[Dataset entries]
:::::

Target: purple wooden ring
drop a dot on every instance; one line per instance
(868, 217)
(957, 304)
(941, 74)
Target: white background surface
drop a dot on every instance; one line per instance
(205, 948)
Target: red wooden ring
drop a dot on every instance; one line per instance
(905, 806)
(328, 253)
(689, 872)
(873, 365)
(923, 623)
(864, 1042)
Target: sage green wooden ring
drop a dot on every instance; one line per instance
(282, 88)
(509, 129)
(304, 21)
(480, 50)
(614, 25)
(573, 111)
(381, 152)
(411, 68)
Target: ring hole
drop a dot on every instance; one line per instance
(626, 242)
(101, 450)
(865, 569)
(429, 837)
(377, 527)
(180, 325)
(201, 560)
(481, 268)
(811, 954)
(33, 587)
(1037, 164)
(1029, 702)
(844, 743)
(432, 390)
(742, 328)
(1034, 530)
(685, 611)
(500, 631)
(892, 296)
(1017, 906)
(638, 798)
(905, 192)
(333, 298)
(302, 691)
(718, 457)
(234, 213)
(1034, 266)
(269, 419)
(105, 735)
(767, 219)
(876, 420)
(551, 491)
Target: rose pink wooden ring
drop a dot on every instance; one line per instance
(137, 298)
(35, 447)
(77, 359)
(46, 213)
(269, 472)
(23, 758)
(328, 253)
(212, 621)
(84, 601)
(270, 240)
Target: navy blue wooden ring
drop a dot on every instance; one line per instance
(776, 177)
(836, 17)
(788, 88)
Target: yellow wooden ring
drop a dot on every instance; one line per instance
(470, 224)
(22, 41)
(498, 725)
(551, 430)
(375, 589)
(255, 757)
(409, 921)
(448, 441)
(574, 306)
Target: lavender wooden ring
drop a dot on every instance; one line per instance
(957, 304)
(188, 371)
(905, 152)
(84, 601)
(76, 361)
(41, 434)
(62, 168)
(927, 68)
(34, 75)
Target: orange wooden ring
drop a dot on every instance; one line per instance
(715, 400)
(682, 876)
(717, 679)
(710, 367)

:::::

Output every record verbatim.

Target: purple wooden ring
drop a dot on every instance; one line per instance
(868, 217)
(957, 304)
(941, 74)
Target: white background surface
drop a dot on every instance; one line per instance
(205, 948)
Target: red wooden ring
drop a dot on every instance; one line per instance
(905, 806)
(328, 253)
(689, 872)
(873, 365)
(923, 623)
(864, 1042)
Target: sage green wooden ring
drop a dot on every instance; one line per instance
(282, 88)
(509, 129)
(304, 21)
(480, 50)
(614, 25)
(573, 111)
(381, 152)
(411, 68)
Target: ring hole
drop a dot on every instance; one line per instance
(626, 242)
(101, 450)
(865, 569)
(429, 837)
(377, 527)
(180, 325)
(201, 560)
(481, 268)
(811, 954)
(33, 587)
(1037, 164)
(1029, 702)
(844, 743)
(432, 390)
(742, 328)
(1034, 530)
(685, 611)
(500, 631)
(892, 296)
(1017, 906)
(638, 798)
(905, 192)
(333, 298)
(302, 691)
(718, 457)
(234, 213)
(1034, 266)
(269, 419)
(105, 735)
(767, 219)
(876, 420)
(551, 491)
Target: rose pink wooden ring
drop a dot on every instance; one line per instance
(137, 298)
(35, 447)
(77, 359)
(46, 213)
(269, 472)
(23, 758)
(328, 253)
(212, 621)
(84, 601)
(270, 240)
Target: navy blue wooden ring
drop a dot on every instance; one line per instance
(776, 177)
(836, 17)
(788, 88)
Target: yellow wooden ring
drop a dot on every instance; one line per instance
(470, 224)
(22, 41)
(498, 725)
(551, 430)
(375, 589)
(255, 757)
(409, 921)
(448, 441)
(574, 306)
Target: lavender wooden ring
drop a dot on every instance; one line per instance
(957, 304)
(188, 371)
(905, 152)
(84, 601)
(76, 361)
(41, 434)
(62, 168)
(927, 68)
(34, 75)
Target: orange wooden ring
drop a dot on every instance; one line per instance
(715, 400)
(682, 876)
(717, 679)
(710, 367)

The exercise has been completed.